__Source extract__:
• • • •
Dahlke v. Dahlke

Annotate this Case

51 N.W.2d 266 (1952)

155 Neb. 169

DAHLKE v. DAHLKE et al.

No. 33066.

Supreme Court of Nebraska.

January 11, 1952.

*268 Lee Kelligar, Auburn, for appellant.

John C. Mullen, Omaha, Henry F. Schepman, Falls City, for appellees.

Heard before SIMMONS, C. J., and CARTER, MESSMORE, YEAGER, CHAPPELL, WENKE, and BOSLAUGH, JJ.

CHAPPELL, Justice.

Plaintiff, in his own behalf and for the benefit of defendant brothers and sisters, brought this suit in equity to recover $6,000 with interest and have the same declared and enforced as a lien upon described farm lands, under the provisions of a warranty deed executed by the father and mother, conveying the same to plaintiff's sister, defendant Bertha Dahlke. Such defendant answered, denying generally, but admitting execution and delivery of the deed on June 21, 1920, and subsequent recording thereof. She also admitted that thereunder she immediately took possession of the land and continuously thereafter retained possession and paid all taxes levied and assessed against it. She alleged that she was the owner in fee simple, free and clear of all liens and encumbrances, since paragraph Fourth of the deed was null and void, thus unenforceable because it was testamentary in character, and the requirements of the statutes relating to wills were not complied with in its execution and because it sought to impose an obligation upon defendant for the payment of money only, not for the benefit of grantors, but for a stranger to the contract and deed. Two defendants, a brother and sister of plaintiff, filed separate answers admitting the allegations of plaintiff's petition and joining in the relief prayed by him. All other defendants defaulted.
• • • •
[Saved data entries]
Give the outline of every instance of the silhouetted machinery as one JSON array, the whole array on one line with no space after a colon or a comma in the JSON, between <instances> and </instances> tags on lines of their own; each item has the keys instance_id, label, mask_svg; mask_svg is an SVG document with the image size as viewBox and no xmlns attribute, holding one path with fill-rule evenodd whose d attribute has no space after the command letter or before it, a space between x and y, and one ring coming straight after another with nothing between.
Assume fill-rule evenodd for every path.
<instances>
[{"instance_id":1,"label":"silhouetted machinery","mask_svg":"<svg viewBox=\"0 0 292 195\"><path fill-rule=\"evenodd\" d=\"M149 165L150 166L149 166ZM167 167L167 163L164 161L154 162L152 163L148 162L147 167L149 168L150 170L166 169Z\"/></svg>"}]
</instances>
• • • •
__Stated task 1__: Please change "every path" to "each path" throughout the rows above and leave everything else as it is.
__Stated task 2__: Continue the Dahlke v. Dahlke court opinion after its last sentence.

__Task result 1__:
Give the outline of every instance of the silhouetted machinery as one JSON array, the whole array on one line with no space after a colon or a comma in the JSON, between <instances> and </instances> tags on lines of their own; each item has the keys instance_id, label, mask_svg; mask_svg is an SVG document with the image size as viewBox and no xmlns attribute, holding one path with fill-rule evenodd whose d attribute has no space after the command letter or before it, a space between x and y, and one ring coming straight after another with nothing between.
Assume fill-rule evenodd for each path.
<instances>
[{"instance_id":1,"label":"silhouetted machinery","mask_svg":"<svg viewBox=\"0 0 292 195\"><path fill-rule=\"evenodd\" d=\"M149 165L150 166L149 166ZM167 167L167 163L164 161L154 162L152 163L148 162L147 167L149 168L150 170L166 169Z\"/></svg>"}]
</instances>

__Task result 2__:
After a hearing upon the merits, the trial court rendered its decree, finding and adjudging the issues generally for plaintiff and other defendants but against defendant Bertha Dahlke. However, it found and adjudged that such defendant, as a sister of William Dahlke, deceased, for whose benefit the charging lien had been imposed, was the owner of an equal one-seventh share of the lien with interest at 6 percent from February 8, 1950, and gave her credit therefor, of which plaintiff makes no complaint.

The decree specifically provided: "6. That the plaintiff Charles Dahlke and the defendants Minnie Gutzmer, Mary Burow, Amanda Munson, Eddie Dahlke and Ernest I. Dahlke, have and recover from the defendant Bertha Dahlke the sum of $5,142.86 with interest at 6% from February 8, 1950, and in default of the defendant Bertha Dahlke within 60 days from date of decree to pay said amount together with costs that an order of sale issue to the Sheriff of Richardson County, Nebraska directing him as Sheriff to sell said real estate as upon execution to satisfy said sum of $5,142.86 with interest at 6% from February 8, 1950.

"7. Costs of this action taxed against the defendant Bertha Dahlke in addition to said sum of $5,142.86 with interest at 6% from February 8, 1950.

"8. That any money in the hands of the Sheriff of Richardson County, Nebraska from the sale of said real estate after paying said $5,142.86 with interest at 6% from February 8, 1950, and costs taxed to said defendant Bertha Dahlke, to the parties entitled to receive the same shall be paid by the Sheriff of Richardson County, Nebraska, to the defendant Bertha Dahlke."

Defendant Bertha Dahlke's motion for new trial was overruled, and she appealed, assigning substantially that: (1)The trial court erred in entering a personal judgment against her and in granting a lien with foreclosure thereof; and (2) that the decree was contrary to law. We conclude that the assignments should not be sustained.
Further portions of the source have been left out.